## Records shown
* * * * * * *

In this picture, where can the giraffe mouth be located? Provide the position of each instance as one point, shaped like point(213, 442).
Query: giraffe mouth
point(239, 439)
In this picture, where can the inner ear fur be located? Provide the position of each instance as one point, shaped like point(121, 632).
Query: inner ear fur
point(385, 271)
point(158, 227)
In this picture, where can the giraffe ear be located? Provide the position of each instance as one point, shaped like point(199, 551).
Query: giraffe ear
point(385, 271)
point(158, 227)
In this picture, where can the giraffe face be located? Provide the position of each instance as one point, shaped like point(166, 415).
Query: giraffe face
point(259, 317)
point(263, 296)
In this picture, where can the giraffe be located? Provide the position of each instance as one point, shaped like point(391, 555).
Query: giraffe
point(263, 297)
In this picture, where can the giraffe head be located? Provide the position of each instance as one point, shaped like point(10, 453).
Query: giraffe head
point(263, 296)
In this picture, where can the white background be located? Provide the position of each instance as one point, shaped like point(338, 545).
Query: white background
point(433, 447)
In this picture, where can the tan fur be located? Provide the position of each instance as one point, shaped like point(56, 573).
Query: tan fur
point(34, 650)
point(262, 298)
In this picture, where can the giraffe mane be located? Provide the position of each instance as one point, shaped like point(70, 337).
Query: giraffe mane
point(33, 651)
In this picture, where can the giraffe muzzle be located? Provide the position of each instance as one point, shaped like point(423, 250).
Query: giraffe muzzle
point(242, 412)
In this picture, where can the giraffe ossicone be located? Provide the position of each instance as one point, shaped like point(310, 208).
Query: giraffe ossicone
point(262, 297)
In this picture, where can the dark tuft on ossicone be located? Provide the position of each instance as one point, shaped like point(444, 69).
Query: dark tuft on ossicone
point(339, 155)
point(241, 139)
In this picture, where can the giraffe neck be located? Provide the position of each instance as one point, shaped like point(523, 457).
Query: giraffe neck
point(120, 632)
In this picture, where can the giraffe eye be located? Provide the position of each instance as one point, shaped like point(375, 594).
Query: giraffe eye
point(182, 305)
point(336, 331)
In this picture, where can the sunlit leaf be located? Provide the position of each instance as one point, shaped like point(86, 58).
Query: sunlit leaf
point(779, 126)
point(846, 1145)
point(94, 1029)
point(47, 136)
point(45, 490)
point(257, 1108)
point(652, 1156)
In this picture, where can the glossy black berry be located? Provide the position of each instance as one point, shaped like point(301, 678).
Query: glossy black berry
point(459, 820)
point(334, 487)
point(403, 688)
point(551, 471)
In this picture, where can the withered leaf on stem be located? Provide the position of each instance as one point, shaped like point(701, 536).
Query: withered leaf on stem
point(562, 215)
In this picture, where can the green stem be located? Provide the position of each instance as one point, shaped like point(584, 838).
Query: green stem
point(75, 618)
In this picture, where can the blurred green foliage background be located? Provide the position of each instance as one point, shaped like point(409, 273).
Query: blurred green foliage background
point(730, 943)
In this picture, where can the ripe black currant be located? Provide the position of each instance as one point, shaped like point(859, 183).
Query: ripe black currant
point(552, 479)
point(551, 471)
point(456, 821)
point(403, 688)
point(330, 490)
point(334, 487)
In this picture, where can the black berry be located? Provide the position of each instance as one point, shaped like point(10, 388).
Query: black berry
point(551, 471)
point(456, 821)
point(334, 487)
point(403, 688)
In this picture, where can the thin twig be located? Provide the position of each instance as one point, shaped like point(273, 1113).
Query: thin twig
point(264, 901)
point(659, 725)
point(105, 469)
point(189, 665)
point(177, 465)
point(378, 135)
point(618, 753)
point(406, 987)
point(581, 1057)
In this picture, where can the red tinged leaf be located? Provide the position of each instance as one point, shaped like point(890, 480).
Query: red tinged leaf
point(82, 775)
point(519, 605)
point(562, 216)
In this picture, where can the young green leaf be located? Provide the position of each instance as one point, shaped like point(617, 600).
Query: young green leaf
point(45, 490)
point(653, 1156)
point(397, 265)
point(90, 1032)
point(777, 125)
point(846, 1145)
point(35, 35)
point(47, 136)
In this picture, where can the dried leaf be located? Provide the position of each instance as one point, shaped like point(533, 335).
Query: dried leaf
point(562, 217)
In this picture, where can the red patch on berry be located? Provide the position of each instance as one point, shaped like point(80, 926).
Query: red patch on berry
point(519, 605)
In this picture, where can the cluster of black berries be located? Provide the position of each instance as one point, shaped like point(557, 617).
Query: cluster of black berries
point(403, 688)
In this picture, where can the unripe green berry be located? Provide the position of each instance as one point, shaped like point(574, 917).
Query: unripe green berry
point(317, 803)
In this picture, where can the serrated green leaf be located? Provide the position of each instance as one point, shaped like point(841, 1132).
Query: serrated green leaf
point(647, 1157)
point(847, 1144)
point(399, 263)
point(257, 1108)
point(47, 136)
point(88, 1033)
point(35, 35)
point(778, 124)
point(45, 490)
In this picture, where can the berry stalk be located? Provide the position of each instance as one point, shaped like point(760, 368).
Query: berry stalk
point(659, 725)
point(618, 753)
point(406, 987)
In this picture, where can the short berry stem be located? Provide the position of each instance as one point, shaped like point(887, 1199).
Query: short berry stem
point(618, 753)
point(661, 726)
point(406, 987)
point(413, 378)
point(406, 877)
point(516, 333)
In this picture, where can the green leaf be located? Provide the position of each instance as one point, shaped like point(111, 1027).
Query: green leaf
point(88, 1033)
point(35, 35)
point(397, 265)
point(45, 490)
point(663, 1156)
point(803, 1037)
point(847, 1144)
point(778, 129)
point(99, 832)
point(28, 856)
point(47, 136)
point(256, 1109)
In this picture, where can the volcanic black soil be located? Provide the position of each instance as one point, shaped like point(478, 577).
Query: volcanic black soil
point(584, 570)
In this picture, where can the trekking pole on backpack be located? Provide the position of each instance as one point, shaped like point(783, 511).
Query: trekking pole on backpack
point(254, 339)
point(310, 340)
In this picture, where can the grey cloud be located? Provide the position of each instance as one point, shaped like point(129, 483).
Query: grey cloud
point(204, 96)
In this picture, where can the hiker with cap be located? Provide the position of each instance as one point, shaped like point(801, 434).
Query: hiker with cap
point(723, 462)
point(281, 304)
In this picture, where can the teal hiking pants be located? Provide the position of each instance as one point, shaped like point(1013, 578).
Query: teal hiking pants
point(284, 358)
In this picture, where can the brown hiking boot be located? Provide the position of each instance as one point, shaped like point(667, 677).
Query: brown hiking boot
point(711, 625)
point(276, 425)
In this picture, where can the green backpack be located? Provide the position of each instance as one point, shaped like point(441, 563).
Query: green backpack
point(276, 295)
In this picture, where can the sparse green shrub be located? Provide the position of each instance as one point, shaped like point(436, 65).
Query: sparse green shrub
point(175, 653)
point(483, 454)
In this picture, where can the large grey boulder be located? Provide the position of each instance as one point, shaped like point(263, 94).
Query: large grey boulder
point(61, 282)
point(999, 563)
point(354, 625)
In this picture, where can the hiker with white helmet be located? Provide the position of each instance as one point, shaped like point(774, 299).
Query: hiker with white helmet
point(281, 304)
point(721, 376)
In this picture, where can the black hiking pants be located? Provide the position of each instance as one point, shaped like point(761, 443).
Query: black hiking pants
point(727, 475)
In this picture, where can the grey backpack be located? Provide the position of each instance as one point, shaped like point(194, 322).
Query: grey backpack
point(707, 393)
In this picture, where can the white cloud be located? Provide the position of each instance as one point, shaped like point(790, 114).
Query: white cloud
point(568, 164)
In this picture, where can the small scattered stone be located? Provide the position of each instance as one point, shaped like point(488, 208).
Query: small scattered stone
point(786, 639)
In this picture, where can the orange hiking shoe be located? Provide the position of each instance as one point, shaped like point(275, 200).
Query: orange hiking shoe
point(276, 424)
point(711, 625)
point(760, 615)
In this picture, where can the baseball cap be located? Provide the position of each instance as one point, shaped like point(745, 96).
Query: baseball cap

* * * * * * *

## Required work
The listing above has to be repeated exactly, down to the last line.

## Result
In this picture, where can the giraffe mouth be located? Provide the position of each instance as one point, shaped like point(213, 442).
Query: giraffe mouth
point(239, 439)
In this picture, where can the inner ear fur be located? Provide the position of each instance as one point, shaped like point(121, 632).
Query: inner ear fur
point(385, 271)
point(158, 227)
In this picture, where can the giraffe ear be located? Provide the position of each instance as one point, shaped like point(199, 551).
Query: giraffe ear
point(385, 271)
point(158, 227)
In this picture, where can the giraffe face be located? Provide the position of each instance as one point, shaped like point(166, 415).
Query: giraffe face
point(259, 317)
point(263, 296)
In this picture, where can the giraffe be located? Provide the position of each instance as one point, shaped like point(391, 555).
Query: giraffe
point(263, 297)
In this picture, where can the giraffe head be located? Provide the position of each instance as one point, shaped like point(10, 453).
Query: giraffe head
point(263, 296)
In this picture, where can the white background be located? Provide the position of each instance as one point, shaped like point(338, 545).
Query: white background
point(433, 447)
In this picture, where can the tan fur be located? Provide the position of each instance as one point, shaped like point(56, 573).
Query: tan fur
point(34, 650)
point(262, 298)
In this picture, where can the giraffe mane be located? Provide the position of each instance as one point, shaped like point(70, 337).
Query: giraffe mane
point(33, 651)
In this picture, where can the giraffe muzzle be located? Provide the position of each instance as one point, shaped like point(423, 250).
Query: giraffe muzzle
point(242, 412)
In this picture, where can the giraffe ossicone be located? Provide the position of each instance as one point, shaped like point(310, 208).
Query: giraffe ossicone
point(262, 297)
In this picture, where can the dark tuft on ossicone be located? Provide the position of each instance as one point, shaped like point(444, 69).
Query: dark tuft on ossicone
point(339, 155)
point(241, 139)
In this picture, where can the giraffe neck be located? Provide the position of each instance as one point, shaped like point(523, 457).
Query: giraffe neck
point(120, 632)
In this picture, where can the giraffe eye be located? Provide the position of each instance as one point, shaped like point(375, 594).
Query: giraffe eye
point(182, 305)
point(336, 331)
In this picture, where can the sunlit leaf be located? Provide the position of each instance as one point, shaped like point(86, 58).
Query: sunlit leaf
point(779, 126)
point(846, 1145)
point(94, 1029)
point(47, 136)
point(45, 490)
point(257, 1108)
point(652, 1156)
In this picture, where can the glossy black berry be located? Provide the position of each instance as one point, shaped like point(301, 678).
Query: glossy black berry
point(459, 820)
point(334, 487)
point(403, 688)
point(551, 471)
In this picture, where can the withered leaf on stem be located? Provide the position of each instance as one point, shaped like point(701, 536).
Query: withered leaf on stem
point(562, 215)
In this picture, where can the green stem be located? Provide the position of each instance as one point, shaped like point(584, 838).
Query: green stem
point(75, 618)
In this picture, where can the blurred green foliage background be located? Provide the position of each instance as one point, shaped like point(409, 273).
Query: blurred green foliage background
point(730, 943)
In this picture, where can the ripe black currant be located? Provide the position of each instance as one point, shaped like point(859, 183).
Query: ripe black currant
point(552, 479)
point(551, 471)
point(456, 821)
point(403, 688)
point(330, 490)
point(334, 487)
In this picture, where can the black berry be located? Provide the position of each instance as one point, shaped like point(10, 388).
Query: black berry
point(551, 471)
point(456, 821)
point(334, 487)
point(403, 688)
In this picture, where can the thin twig be located? Provide the position of each instance as one point, shaped like point(273, 1113).
Query: thin twig
point(264, 901)
point(659, 725)
point(105, 469)
point(189, 665)
point(177, 465)
point(378, 135)
point(618, 753)
point(406, 987)
point(581, 1057)
In this picture, where can the red tinged leaf be located? Provide the position of each instance as one point, shaped like point(890, 480).
Query: red tinged leaf
point(82, 775)
point(519, 605)
point(562, 216)
In this picture, where can the young green leaf be located? Provide the position of each instance as one point, shaped like point(617, 600).
Query: young green leaf
point(45, 490)
point(653, 1156)
point(397, 265)
point(90, 1032)
point(777, 125)
point(846, 1145)
point(35, 35)
point(47, 136)
In this picture, where can the dried leaf be located? Provide the position of each instance as one point, shaped like point(533, 335).
Query: dried leaf
point(562, 217)
In this picture, where can the red patch on berry be located? Provide the position of each instance as one point, shaped like point(80, 926).
Query: red patch on berry
point(519, 605)
In this picture, where can the cluster of black berries be located? Provide the position of each instance as one point, shaped like point(557, 617).
Query: cluster of black berries
point(403, 688)
In this picture, where can the unripe green berry be located? Provide the position of each instance as one point, shaped like point(574, 917).
Query: unripe green berry
point(317, 803)
In this picture, where can the serrated green leaf be located? Provide the position of each instance as one point, shaped like point(841, 1132).
Query: serrated green leaf
point(647, 1157)
point(847, 1144)
point(399, 263)
point(257, 1108)
point(47, 136)
point(88, 1033)
point(35, 35)
point(778, 124)
point(45, 490)
In this picture, where can the berry stalk be located? Provide the position of each instance as one point, shaped like point(760, 368).
Query: berry stalk
point(659, 725)
point(618, 753)
point(406, 987)
In this picture, where can the short berry stem be located? Provide the position of each instance as one point, shaped like point(887, 1199).
Query: short berry stem
point(618, 753)
point(661, 726)
point(406, 987)
point(413, 378)
point(406, 877)
point(516, 333)
In this picture, where can the green leaf be located? Provide the position of each instance as one point, shaped like point(111, 1027).
Query: green leaf
point(88, 1033)
point(35, 35)
point(397, 265)
point(45, 490)
point(663, 1156)
point(803, 1037)
point(847, 1144)
point(778, 129)
point(99, 832)
point(28, 856)
point(47, 136)
point(256, 1109)
In this picture, where can the volcanic black soil be located? Provide the position of each instance as one point, shaped like point(478, 577).
Query: volcanic black soil
point(584, 570)
In this picture, where can the trekking pole on backpack be located? Provide the position of each instance as one point, shaped like point(783, 511).
Query: trekking pole on backpack
point(254, 339)
point(310, 340)
In this picture, where can the grey cloud be located? Provide the position of each instance as one point, shaped like point(129, 483).
Query: grey cloud
point(204, 96)
In this picture, where can the hiker with cap be located? Provide the position of each instance as one point, shaped like point(801, 434).
Query: hiker with cap
point(723, 462)
point(281, 304)
In this picture, where can the teal hiking pants be located? Provide the position of each instance as one point, shaped like point(1013, 578).
Query: teal hiking pants
point(284, 358)
In this picture, where can the brown hiking boot be located? Provide the position of each instance as one point, shaped like point(667, 677).
Query: brown hiking boot
point(711, 625)
point(276, 425)
In this picture, where can the green backpack be located? Provide the position of each instance as one point, shaped like point(441, 563).
Query: green backpack
point(276, 295)
In this picture, where can the sparse green shrub be located? Provide the position of each instance as one point, shaped like point(436, 65).
Query: sparse green shrub
point(175, 653)
point(483, 454)
In this picture, where can the large grey boulder be located? Provide the position of each instance as one point, shaped like point(263, 94).
Query: large grey boulder
point(61, 282)
point(999, 563)
point(354, 625)
In this picture, where can the hiker with white helmet be located? Provide the position of each instance as one point, shaped like point(774, 299).
Query: hiker with white helmet
point(281, 304)
point(721, 376)
In this picture, where can the black hiking pants be located? Provide the position of each instance as one point, shaped like point(761, 443).
Query: black hiking pants
point(727, 475)
In this picture, where can the grey backpack be located? Provide the position of each instance as one point, shaped like point(194, 322).
Query: grey backpack
point(707, 393)
In this picture, where can the white cloud be located? Provide the position of each instance as one point, shaped like point(790, 114).
Query: white cloud
point(568, 164)
In this picture, where can the small scattered stone be located? Provide the position of each instance as one point, shaped like point(488, 208).
Query: small scattered stone
point(786, 639)
In this picture, where can the orange hiking shoe be located? Provide the position of each instance as one point, shaped like point(275, 200).
Query: orange hiking shoe
point(276, 424)
point(711, 625)
point(760, 615)
In this picture, where can the baseball cap be located? Provide the position of each instance as one point, shaped like point(745, 96).
Query: baseball cap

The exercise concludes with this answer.